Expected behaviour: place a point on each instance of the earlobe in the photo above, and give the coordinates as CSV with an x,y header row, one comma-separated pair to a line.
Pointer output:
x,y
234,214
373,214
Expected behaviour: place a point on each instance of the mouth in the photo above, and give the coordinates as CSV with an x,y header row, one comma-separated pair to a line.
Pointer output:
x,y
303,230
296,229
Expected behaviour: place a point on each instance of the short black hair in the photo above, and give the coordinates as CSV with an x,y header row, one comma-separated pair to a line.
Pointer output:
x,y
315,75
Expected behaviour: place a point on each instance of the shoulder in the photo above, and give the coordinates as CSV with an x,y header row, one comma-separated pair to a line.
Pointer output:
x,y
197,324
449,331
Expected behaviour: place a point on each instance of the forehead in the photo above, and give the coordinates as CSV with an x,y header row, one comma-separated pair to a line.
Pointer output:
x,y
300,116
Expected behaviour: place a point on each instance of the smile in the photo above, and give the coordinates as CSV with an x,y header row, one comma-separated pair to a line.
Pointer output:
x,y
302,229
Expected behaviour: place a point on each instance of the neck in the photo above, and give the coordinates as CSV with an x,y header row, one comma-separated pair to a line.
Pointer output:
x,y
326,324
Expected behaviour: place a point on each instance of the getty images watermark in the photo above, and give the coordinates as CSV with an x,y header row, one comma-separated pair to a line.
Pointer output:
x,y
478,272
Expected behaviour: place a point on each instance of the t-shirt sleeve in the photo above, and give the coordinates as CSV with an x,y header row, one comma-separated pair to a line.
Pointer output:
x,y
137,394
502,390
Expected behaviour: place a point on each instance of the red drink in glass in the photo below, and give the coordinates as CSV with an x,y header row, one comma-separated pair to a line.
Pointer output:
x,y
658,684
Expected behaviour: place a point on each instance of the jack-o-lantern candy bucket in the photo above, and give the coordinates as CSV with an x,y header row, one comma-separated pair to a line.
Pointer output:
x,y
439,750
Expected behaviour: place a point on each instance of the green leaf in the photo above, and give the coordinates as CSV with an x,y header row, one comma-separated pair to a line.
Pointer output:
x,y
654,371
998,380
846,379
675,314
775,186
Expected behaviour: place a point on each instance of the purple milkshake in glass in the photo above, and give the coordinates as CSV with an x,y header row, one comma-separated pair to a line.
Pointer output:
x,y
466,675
■ ■ ■ ■ ■
Go to the line with "of the jack-o-lantern" and set down that line and every line after it, through the end of the material above, word for word.

Expected behaviour: place a point on each instance of the jack-o-lantern candy bucket in the photo above, and give the coordinates as CSV with an x,y header row, one comma-separated pair to a line.
Pointer output:
x,y
439,750
Expected behaviour: place a point on each instance of the green leaf in the photo above, and give the coordinates as CSV with an x,y header row, one comma-separated pair to a line.
Pointer output:
x,y
654,371
998,380
846,379
675,314
775,186
Expected behaviour: place a point on each instance of the purple milkshake in glass in the photo above, and give the coordinates as CSV with an x,y header row, one comma-separated pair to a line.
Pointer output:
x,y
466,675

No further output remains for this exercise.